Provided records:

┄┄┄┄┄┄┄┄┄┄

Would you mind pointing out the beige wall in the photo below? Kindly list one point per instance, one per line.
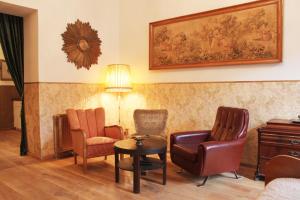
(134, 43)
(191, 106)
(1, 81)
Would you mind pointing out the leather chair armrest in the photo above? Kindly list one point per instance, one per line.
(114, 131)
(221, 155)
(79, 141)
(188, 137)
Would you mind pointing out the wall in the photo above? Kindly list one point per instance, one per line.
(44, 22)
(7, 83)
(124, 31)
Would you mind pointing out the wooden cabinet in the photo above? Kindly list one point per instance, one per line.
(17, 114)
(278, 137)
(62, 136)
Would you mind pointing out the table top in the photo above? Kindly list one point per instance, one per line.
(151, 145)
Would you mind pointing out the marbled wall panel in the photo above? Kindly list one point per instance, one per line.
(32, 115)
(191, 106)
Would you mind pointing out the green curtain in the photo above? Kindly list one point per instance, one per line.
(12, 41)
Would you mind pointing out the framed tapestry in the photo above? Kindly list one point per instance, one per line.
(5, 75)
(243, 34)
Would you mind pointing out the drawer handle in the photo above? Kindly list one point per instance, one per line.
(294, 153)
(294, 142)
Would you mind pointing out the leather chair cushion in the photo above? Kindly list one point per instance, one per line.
(186, 151)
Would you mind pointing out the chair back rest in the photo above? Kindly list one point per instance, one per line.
(230, 124)
(150, 122)
(91, 121)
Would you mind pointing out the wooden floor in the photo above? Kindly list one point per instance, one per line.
(27, 178)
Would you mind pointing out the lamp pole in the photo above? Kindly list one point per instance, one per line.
(119, 107)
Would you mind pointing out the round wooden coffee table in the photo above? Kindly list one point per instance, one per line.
(138, 162)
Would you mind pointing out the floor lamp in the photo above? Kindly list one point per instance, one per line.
(118, 81)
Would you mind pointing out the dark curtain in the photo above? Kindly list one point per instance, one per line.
(12, 41)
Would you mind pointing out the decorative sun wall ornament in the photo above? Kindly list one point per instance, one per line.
(81, 44)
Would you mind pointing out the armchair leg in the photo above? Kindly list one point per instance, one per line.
(75, 158)
(235, 174)
(204, 181)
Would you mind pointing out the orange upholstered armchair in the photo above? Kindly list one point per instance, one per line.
(90, 137)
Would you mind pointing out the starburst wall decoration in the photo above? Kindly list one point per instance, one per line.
(81, 44)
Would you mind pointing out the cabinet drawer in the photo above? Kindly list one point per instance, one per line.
(267, 152)
(280, 139)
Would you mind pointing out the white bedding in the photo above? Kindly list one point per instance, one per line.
(282, 189)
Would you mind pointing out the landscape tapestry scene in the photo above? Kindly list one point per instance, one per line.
(245, 35)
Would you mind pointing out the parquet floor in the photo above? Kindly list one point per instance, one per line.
(27, 178)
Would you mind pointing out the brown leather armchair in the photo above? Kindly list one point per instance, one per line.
(210, 152)
(90, 137)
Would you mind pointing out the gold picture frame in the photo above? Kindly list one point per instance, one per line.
(5, 74)
(248, 33)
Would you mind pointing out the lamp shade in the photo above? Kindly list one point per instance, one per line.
(118, 78)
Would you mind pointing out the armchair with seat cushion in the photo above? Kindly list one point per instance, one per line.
(90, 137)
(208, 152)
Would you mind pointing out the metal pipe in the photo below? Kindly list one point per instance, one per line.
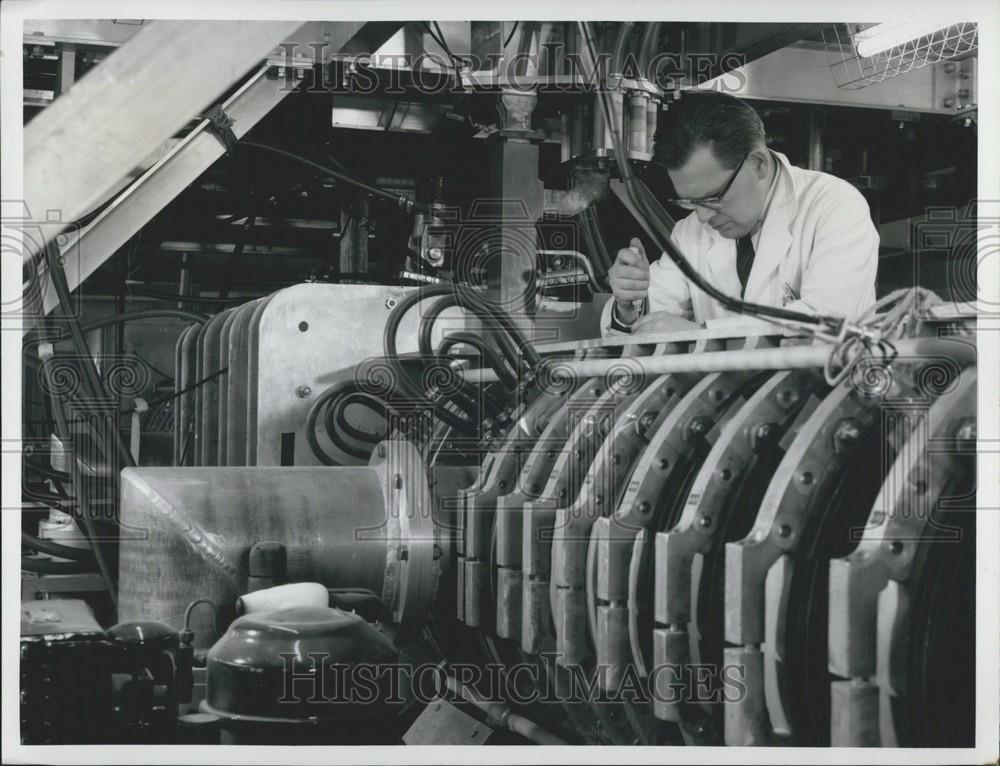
(787, 358)
(499, 714)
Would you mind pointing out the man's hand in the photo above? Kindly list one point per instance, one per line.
(629, 278)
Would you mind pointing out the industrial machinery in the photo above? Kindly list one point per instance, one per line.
(439, 508)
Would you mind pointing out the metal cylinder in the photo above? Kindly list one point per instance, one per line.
(652, 121)
(637, 105)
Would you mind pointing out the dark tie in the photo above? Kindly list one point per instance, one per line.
(744, 261)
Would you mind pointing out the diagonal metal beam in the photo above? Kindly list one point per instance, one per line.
(191, 157)
(168, 72)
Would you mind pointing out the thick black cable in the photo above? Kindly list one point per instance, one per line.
(93, 384)
(489, 355)
(663, 241)
(466, 300)
(510, 36)
(203, 299)
(47, 566)
(53, 548)
(429, 316)
(128, 316)
(175, 394)
(84, 521)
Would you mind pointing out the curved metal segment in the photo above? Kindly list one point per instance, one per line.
(720, 506)
(871, 589)
(479, 502)
(591, 425)
(509, 514)
(828, 476)
(599, 495)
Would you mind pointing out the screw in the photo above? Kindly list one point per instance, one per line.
(766, 432)
(848, 431)
(788, 396)
(967, 430)
(698, 427)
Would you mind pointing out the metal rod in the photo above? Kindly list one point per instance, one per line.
(787, 358)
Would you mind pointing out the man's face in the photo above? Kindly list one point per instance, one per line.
(704, 176)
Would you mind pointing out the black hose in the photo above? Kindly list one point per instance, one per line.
(46, 566)
(83, 520)
(207, 300)
(46, 471)
(489, 355)
(507, 348)
(492, 316)
(336, 416)
(53, 548)
(661, 230)
(129, 316)
(311, 419)
(93, 383)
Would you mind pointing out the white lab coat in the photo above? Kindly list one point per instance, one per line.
(817, 253)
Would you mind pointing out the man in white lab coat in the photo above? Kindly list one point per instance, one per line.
(760, 228)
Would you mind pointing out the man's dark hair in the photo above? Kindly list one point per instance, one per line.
(730, 126)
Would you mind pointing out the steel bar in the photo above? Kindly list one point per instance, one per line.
(139, 97)
(788, 358)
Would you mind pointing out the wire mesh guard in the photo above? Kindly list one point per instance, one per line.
(868, 54)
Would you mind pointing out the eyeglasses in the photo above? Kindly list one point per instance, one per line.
(714, 202)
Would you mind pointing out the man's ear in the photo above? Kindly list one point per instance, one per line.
(760, 162)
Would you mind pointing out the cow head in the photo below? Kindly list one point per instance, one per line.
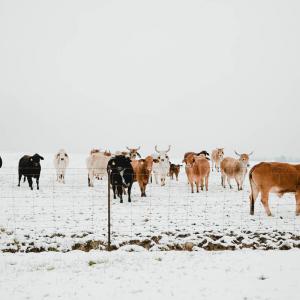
(35, 159)
(148, 162)
(94, 151)
(244, 158)
(190, 160)
(107, 153)
(133, 152)
(61, 155)
(220, 153)
(162, 155)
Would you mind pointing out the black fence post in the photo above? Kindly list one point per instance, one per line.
(108, 213)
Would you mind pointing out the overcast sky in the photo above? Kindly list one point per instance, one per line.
(194, 74)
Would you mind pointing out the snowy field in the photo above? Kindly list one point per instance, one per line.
(73, 216)
(228, 275)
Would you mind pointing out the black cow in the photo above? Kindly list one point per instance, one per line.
(30, 167)
(121, 175)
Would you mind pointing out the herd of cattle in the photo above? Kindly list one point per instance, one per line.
(126, 167)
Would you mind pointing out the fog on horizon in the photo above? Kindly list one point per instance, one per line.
(110, 74)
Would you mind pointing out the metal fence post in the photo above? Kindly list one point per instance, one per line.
(108, 213)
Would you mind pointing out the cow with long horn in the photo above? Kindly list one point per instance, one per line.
(161, 168)
(232, 168)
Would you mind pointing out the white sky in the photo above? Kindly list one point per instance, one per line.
(193, 74)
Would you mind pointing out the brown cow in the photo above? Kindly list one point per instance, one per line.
(142, 171)
(174, 170)
(133, 152)
(232, 168)
(205, 153)
(197, 170)
(278, 178)
(216, 158)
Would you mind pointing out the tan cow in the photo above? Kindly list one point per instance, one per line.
(133, 152)
(216, 158)
(278, 178)
(174, 171)
(205, 153)
(97, 165)
(232, 168)
(197, 170)
(142, 171)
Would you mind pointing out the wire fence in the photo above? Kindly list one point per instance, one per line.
(59, 216)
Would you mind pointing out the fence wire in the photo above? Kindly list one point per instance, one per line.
(64, 214)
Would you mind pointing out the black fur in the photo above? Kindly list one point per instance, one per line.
(30, 167)
(121, 175)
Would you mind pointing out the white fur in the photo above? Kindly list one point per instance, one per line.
(61, 162)
(97, 166)
(161, 169)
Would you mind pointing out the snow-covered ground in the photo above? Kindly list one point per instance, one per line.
(72, 216)
(151, 275)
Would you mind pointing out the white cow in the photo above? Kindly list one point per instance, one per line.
(97, 165)
(61, 162)
(161, 168)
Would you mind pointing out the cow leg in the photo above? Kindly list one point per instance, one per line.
(156, 178)
(129, 192)
(223, 180)
(120, 192)
(38, 182)
(253, 196)
(90, 179)
(192, 186)
(238, 183)
(228, 181)
(297, 196)
(265, 202)
(206, 182)
(114, 191)
(29, 179)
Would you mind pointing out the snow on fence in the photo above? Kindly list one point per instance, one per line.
(62, 217)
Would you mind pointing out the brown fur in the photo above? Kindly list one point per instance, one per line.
(174, 170)
(197, 169)
(232, 168)
(279, 178)
(216, 158)
(142, 171)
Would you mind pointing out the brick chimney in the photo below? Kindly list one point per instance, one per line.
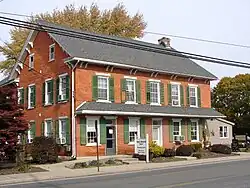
(164, 41)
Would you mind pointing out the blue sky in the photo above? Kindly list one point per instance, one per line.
(224, 20)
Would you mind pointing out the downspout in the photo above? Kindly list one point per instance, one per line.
(73, 117)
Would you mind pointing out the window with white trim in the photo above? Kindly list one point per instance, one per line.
(62, 87)
(193, 96)
(130, 90)
(155, 92)
(223, 132)
(31, 61)
(52, 52)
(175, 94)
(103, 88)
(157, 131)
(134, 129)
(48, 129)
(194, 131)
(91, 131)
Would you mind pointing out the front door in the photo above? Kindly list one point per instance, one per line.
(111, 140)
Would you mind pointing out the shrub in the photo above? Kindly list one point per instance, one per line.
(169, 153)
(196, 146)
(156, 150)
(220, 148)
(184, 150)
(44, 150)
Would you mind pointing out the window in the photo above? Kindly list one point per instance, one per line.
(193, 96)
(194, 131)
(31, 61)
(91, 131)
(134, 129)
(155, 92)
(175, 92)
(49, 92)
(130, 90)
(103, 88)
(62, 88)
(157, 132)
(48, 131)
(31, 96)
(52, 52)
(176, 130)
(223, 132)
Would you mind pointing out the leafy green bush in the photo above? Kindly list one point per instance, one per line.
(157, 151)
(184, 150)
(169, 153)
(196, 146)
(220, 148)
(44, 150)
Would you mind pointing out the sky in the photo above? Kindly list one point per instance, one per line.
(224, 20)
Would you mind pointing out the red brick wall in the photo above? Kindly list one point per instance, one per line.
(48, 70)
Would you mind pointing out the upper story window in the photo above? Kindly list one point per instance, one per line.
(31, 61)
(52, 52)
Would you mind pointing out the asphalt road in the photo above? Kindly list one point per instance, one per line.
(223, 175)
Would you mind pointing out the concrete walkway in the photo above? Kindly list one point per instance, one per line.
(58, 171)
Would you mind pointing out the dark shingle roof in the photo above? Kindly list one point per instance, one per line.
(150, 109)
(126, 51)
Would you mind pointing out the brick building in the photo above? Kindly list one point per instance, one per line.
(126, 87)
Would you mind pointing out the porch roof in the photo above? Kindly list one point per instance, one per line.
(101, 108)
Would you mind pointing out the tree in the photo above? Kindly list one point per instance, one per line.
(232, 98)
(12, 123)
(116, 22)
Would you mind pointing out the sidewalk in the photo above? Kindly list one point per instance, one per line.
(58, 171)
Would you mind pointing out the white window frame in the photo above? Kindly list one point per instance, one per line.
(46, 127)
(131, 102)
(108, 97)
(160, 133)
(63, 97)
(158, 92)
(196, 95)
(46, 91)
(223, 131)
(179, 95)
(29, 92)
(180, 133)
(93, 118)
(50, 54)
(31, 63)
(197, 126)
(138, 128)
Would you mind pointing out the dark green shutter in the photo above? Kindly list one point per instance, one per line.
(169, 95)
(189, 131)
(162, 93)
(182, 95)
(94, 88)
(142, 128)
(188, 99)
(199, 96)
(138, 91)
(43, 93)
(83, 131)
(171, 129)
(111, 89)
(68, 137)
(126, 131)
(103, 131)
(67, 87)
(57, 89)
(148, 92)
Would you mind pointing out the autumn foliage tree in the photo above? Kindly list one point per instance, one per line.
(12, 122)
(115, 21)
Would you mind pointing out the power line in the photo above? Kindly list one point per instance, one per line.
(114, 41)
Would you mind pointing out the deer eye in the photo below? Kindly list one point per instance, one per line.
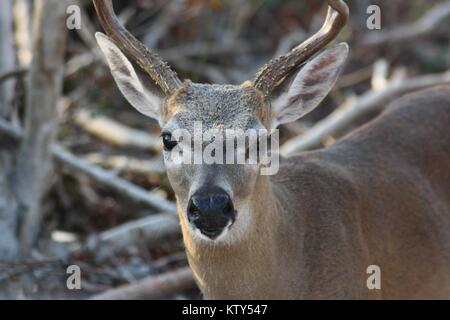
(168, 141)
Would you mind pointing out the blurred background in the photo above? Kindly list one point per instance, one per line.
(82, 180)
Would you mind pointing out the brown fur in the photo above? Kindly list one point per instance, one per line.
(379, 196)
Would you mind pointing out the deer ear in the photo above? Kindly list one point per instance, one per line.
(311, 85)
(128, 81)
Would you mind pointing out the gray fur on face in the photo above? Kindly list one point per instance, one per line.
(217, 106)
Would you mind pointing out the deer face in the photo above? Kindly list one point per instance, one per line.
(214, 197)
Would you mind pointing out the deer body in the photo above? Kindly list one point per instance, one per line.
(374, 198)
(380, 196)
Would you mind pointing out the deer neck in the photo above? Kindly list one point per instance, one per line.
(246, 267)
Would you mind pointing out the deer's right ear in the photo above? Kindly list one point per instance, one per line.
(127, 80)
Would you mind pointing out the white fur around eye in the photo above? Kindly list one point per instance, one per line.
(127, 80)
(311, 85)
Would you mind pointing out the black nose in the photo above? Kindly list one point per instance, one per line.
(210, 210)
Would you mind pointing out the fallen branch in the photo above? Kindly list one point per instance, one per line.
(154, 287)
(352, 109)
(110, 178)
(114, 132)
(101, 175)
(149, 230)
(12, 73)
(124, 163)
(426, 24)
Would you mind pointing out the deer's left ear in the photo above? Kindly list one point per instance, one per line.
(311, 85)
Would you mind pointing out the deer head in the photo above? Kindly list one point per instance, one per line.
(212, 198)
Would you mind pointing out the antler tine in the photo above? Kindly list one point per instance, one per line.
(149, 61)
(277, 69)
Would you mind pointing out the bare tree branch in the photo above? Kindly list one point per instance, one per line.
(103, 176)
(43, 89)
(155, 287)
(345, 114)
(115, 132)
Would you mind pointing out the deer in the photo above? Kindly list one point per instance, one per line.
(379, 196)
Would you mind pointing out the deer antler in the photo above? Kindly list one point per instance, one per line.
(269, 76)
(149, 61)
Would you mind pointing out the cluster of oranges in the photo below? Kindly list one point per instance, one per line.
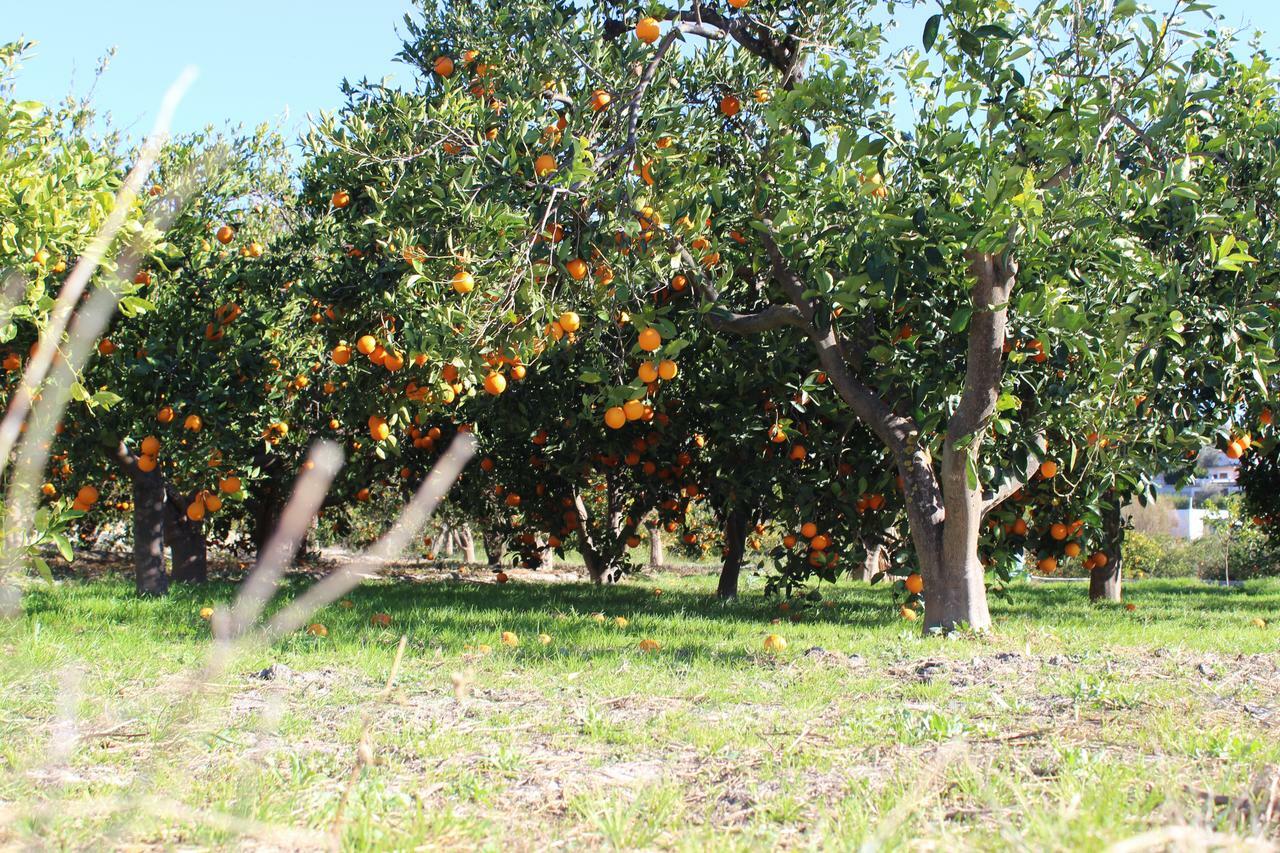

┄┄┄┄┄┄┄┄┄┄

How to complete this task:
Starting at the line containing "Would you mind pointing out the deer antler", output every remaining line of the records above exactly, the last one included. Nothing else belongs in the output, and no pictures either.

Task result:
Would you mind pointing out the deer antler in the photo above? Kindly list one point per instance, one per line.
(269, 76)
(149, 61)
Would you mind pointing out the cluster of oranges in the photo below? Kindly list one point per instance, one per line.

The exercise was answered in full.